Begin Records for this task

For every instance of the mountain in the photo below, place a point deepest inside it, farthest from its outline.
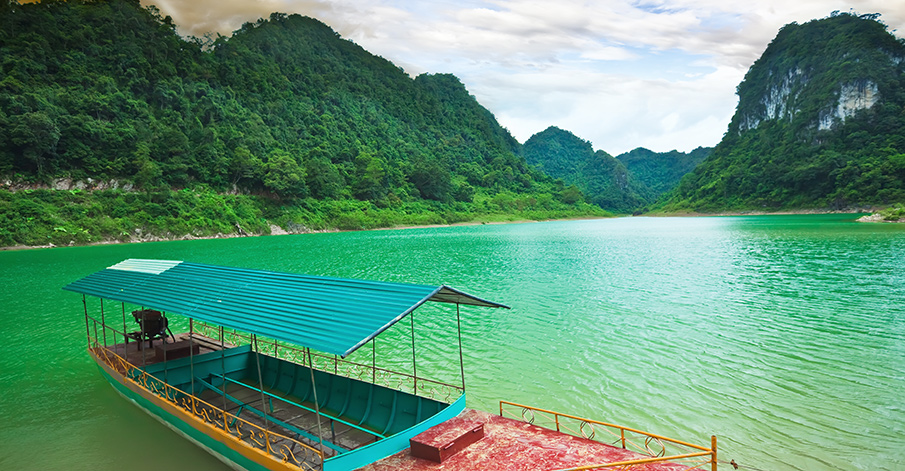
(285, 107)
(661, 171)
(603, 179)
(113, 127)
(819, 124)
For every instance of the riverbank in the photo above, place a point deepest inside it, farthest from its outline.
(277, 231)
(43, 218)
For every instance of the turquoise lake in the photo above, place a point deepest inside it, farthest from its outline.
(784, 336)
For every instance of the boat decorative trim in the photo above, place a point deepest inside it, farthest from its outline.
(281, 448)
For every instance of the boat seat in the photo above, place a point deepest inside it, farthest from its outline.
(153, 325)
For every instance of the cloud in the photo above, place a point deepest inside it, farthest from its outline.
(622, 73)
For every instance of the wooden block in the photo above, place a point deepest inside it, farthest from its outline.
(444, 440)
(175, 350)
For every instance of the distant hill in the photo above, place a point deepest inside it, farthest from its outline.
(112, 126)
(604, 180)
(661, 171)
(819, 124)
(108, 91)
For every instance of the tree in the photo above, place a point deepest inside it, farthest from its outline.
(284, 176)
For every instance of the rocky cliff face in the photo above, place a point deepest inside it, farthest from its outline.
(780, 102)
(819, 123)
(854, 96)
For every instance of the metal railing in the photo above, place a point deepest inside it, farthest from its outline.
(405, 382)
(278, 446)
(651, 445)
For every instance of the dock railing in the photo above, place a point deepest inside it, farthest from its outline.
(405, 382)
(654, 447)
(278, 446)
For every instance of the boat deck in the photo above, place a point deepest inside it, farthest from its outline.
(512, 445)
(267, 408)
(143, 353)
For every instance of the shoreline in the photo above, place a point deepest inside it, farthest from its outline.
(870, 216)
(279, 231)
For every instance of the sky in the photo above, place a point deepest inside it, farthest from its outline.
(659, 74)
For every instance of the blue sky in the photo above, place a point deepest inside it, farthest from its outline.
(622, 74)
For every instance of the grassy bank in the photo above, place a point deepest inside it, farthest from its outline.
(62, 217)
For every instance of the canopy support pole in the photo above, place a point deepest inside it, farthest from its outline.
(317, 407)
(125, 338)
(191, 358)
(87, 328)
(223, 368)
(254, 338)
(141, 344)
(103, 323)
(166, 366)
(461, 361)
(414, 366)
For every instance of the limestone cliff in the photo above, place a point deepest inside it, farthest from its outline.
(820, 123)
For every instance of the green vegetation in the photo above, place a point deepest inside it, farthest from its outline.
(282, 121)
(622, 184)
(788, 147)
(605, 180)
(662, 171)
(44, 217)
(895, 212)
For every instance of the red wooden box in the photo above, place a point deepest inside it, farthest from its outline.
(444, 440)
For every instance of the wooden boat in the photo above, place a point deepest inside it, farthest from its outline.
(258, 375)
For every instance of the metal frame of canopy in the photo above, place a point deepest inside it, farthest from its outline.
(336, 316)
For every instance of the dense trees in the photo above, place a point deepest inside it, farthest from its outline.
(284, 109)
(787, 145)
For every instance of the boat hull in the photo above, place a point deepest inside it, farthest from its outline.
(233, 453)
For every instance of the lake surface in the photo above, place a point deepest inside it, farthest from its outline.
(782, 335)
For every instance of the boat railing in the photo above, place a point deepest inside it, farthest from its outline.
(657, 448)
(405, 382)
(281, 447)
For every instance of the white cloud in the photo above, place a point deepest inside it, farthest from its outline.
(622, 73)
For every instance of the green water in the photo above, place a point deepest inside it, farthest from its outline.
(782, 335)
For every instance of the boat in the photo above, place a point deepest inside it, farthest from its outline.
(259, 374)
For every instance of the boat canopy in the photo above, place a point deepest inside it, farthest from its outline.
(332, 315)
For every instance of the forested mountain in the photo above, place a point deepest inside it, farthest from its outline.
(603, 179)
(661, 171)
(819, 123)
(107, 93)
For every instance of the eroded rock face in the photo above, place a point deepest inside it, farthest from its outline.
(855, 96)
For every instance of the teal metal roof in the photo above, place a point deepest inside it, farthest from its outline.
(333, 315)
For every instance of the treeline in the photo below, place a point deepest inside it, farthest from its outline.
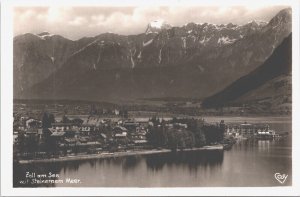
(184, 133)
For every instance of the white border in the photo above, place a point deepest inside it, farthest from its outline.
(7, 95)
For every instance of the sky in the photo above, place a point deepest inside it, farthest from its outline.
(77, 22)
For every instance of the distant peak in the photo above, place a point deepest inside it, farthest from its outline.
(156, 26)
(44, 33)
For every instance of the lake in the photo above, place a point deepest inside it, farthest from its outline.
(248, 163)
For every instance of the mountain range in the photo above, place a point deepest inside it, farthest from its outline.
(268, 86)
(191, 61)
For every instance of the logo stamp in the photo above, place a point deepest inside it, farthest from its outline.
(281, 178)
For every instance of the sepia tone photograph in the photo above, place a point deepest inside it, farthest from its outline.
(152, 96)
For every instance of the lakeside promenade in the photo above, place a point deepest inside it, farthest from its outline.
(116, 154)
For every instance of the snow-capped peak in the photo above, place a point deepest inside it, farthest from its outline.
(44, 35)
(156, 26)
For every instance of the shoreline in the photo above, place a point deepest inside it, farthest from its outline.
(115, 154)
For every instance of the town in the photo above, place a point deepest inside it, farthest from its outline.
(45, 136)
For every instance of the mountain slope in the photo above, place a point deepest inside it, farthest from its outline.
(166, 62)
(256, 84)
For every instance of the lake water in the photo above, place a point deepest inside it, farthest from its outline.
(248, 163)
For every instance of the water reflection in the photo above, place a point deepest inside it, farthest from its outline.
(248, 163)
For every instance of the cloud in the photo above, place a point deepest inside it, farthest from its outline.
(77, 22)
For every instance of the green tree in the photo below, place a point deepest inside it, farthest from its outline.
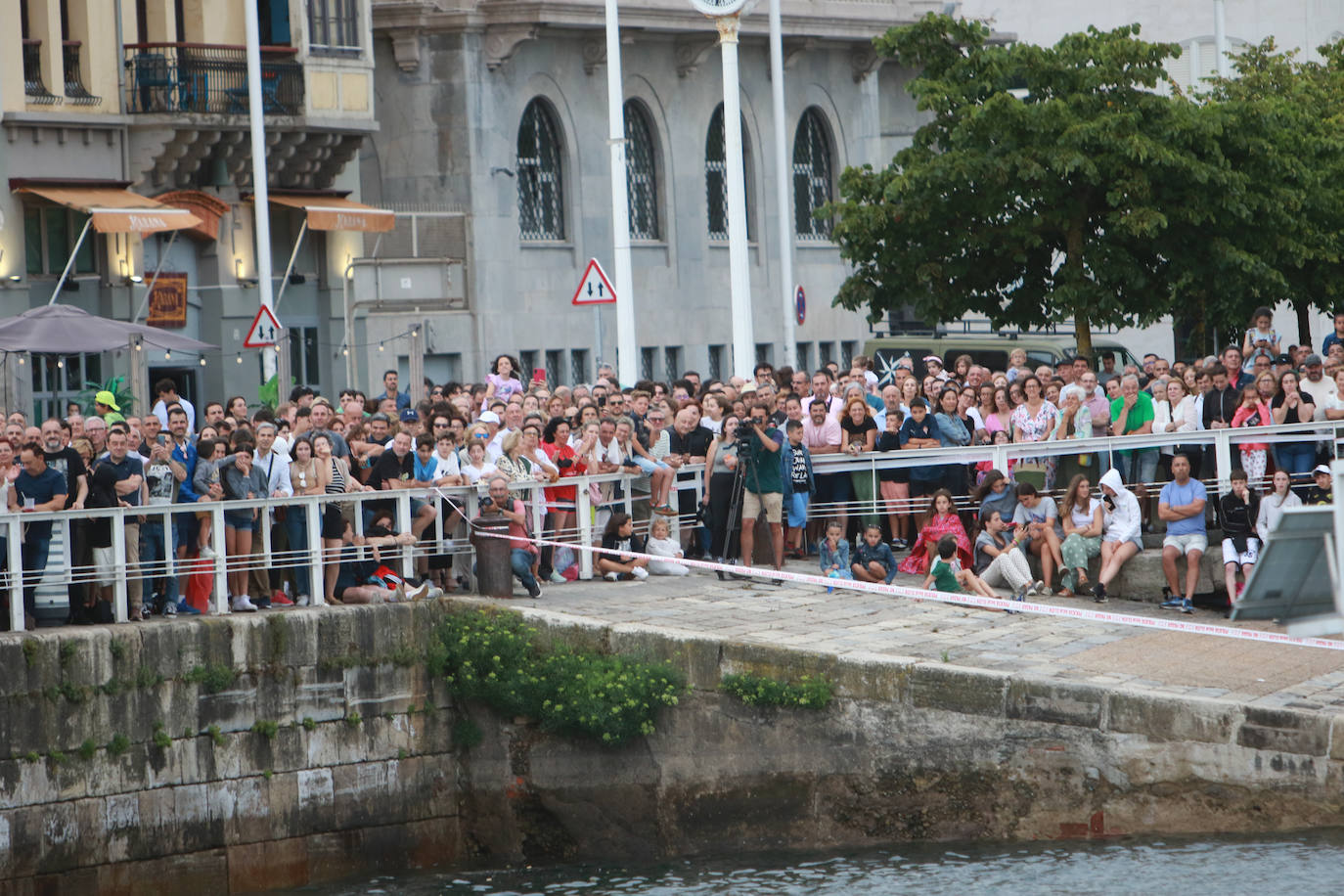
(1045, 186)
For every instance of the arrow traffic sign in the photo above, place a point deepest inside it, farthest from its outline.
(594, 289)
(265, 330)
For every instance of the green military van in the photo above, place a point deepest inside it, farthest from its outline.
(987, 348)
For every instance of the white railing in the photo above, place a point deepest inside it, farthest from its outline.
(65, 571)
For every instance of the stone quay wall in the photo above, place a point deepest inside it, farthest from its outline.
(245, 754)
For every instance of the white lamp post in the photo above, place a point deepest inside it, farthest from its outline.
(725, 14)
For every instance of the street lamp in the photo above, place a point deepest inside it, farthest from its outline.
(725, 14)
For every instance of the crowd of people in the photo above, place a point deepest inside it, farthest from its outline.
(757, 439)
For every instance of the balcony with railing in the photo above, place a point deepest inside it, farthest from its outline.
(75, 92)
(210, 78)
(34, 86)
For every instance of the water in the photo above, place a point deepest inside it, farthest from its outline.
(1286, 864)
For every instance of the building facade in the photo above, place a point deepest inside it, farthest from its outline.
(498, 112)
(151, 97)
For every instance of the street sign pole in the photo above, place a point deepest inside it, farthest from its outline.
(626, 351)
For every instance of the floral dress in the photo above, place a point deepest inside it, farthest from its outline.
(1037, 427)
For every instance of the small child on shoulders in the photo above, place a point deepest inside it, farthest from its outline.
(945, 574)
(664, 546)
(874, 560)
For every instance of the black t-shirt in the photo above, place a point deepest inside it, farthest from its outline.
(855, 432)
(70, 465)
(1294, 414)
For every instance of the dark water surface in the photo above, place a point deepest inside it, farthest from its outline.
(1264, 866)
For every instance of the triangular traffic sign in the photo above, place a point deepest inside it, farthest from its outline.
(594, 289)
(265, 330)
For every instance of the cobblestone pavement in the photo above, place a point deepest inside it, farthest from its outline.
(854, 622)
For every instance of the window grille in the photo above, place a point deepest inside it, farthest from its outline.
(541, 208)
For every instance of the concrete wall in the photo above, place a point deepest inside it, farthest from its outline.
(908, 751)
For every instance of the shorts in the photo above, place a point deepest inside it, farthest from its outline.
(772, 501)
(1187, 543)
(797, 504)
(104, 565)
(1247, 558)
(240, 520)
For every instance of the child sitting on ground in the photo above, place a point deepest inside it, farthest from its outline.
(946, 575)
(664, 546)
(620, 544)
(874, 561)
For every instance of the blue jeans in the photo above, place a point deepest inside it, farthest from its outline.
(295, 527)
(34, 564)
(1296, 458)
(521, 563)
(152, 558)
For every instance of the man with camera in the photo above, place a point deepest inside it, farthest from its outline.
(523, 554)
(764, 482)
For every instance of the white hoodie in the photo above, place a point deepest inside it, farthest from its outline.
(1125, 522)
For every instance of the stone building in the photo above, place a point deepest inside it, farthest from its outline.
(150, 97)
(498, 112)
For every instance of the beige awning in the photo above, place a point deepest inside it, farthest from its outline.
(336, 212)
(115, 211)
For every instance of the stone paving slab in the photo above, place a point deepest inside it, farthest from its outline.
(854, 623)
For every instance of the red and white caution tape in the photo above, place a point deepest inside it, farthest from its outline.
(965, 598)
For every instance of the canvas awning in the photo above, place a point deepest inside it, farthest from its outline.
(337, 212)
(113, 209)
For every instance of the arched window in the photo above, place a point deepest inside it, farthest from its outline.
(642, 182)
(541, 188)
(811, 176)
(717, 176)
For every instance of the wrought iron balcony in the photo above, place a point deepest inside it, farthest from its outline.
(210, 78)
(34, 87)
(75, 92)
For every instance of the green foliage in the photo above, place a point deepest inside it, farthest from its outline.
(161, 738)
(492, 657)
(212, 677)
(757, 691)
(1055, 183)
(467, 734)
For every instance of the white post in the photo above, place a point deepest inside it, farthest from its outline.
(626, 362)
(743, 341)
(261, 204)
(1221, 38)
(781, 186)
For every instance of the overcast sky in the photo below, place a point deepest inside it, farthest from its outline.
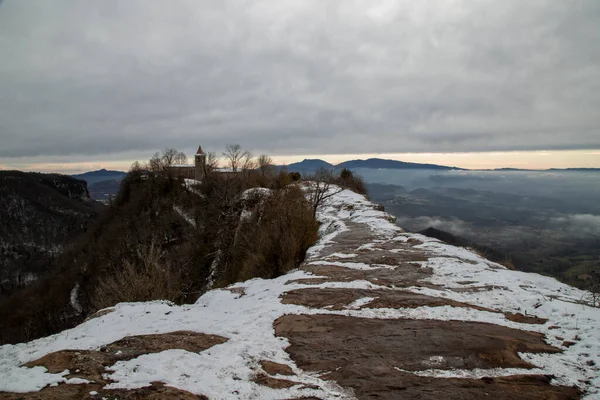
(116, 80)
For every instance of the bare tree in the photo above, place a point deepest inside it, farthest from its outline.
(171, 156)
(594, 296)
(212, 161)
(265, 164)
(321, 188)
(156, 164)
(160, 161)
(235, 156)
(180, 158)
(247, 162)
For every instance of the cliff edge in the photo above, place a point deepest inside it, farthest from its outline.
(373, 312)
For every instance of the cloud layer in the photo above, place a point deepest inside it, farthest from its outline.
(298, 77)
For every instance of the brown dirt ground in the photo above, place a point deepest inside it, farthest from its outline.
(363, 354)
(91, 364)
(75, 392)
(339, 299)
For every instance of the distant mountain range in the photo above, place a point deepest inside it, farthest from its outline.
(374, 163)
(100, 175)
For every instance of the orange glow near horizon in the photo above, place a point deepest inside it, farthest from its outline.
(480, 160)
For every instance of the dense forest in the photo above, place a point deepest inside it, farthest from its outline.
(165, 237)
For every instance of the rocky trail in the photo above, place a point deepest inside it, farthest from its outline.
(373, 312)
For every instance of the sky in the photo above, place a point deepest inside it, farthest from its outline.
(476, 84)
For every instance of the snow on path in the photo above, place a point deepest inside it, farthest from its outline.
(246, 319)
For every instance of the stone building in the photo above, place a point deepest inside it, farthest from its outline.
(195, 171)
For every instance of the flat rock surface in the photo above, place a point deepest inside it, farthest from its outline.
(373, 313)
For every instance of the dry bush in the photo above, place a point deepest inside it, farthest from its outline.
(145, 277)
(272, 238)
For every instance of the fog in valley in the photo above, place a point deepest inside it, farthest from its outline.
(542, 221)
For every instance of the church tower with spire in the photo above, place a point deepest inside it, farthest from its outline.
(200, 163)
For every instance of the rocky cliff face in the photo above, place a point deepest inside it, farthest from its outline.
(39, 215)
(373, 312)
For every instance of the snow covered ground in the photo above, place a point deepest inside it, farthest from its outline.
(245, 317)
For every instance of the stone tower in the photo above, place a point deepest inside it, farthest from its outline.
(200, 163)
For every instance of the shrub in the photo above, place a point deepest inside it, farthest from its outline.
(272, 238)
(148, 276)
(348, 180)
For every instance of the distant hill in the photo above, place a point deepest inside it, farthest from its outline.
(309, 165)
(103, 191)
(40, 214)
(379, 163)
(100, 175)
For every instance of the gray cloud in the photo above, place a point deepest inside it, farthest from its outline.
(298, 77)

End Records for this task

- Set exercise
Can you write out the records again from the line containing "For every instance of the shrub" through the end of the records, both ends included, swapping "distant hill" for "far-off hill" and leaving everything else unchanged?

- Reply
For every instance of the shrub in the photo above, place a point deepest inside it, farthest from its outline.
(272, 238)
(148, 276)
(348, 180)
For every instance of the far-off hill in the photo above, place a point deepest inside it, farthest from its outline.
(309, 165)
(103, 191)
(40, 214)
(379, 163)
(100, 175)
For every instance of the gray cloud in the photo above, place a point deepest inside it, farthest from its outline.
(298, 77)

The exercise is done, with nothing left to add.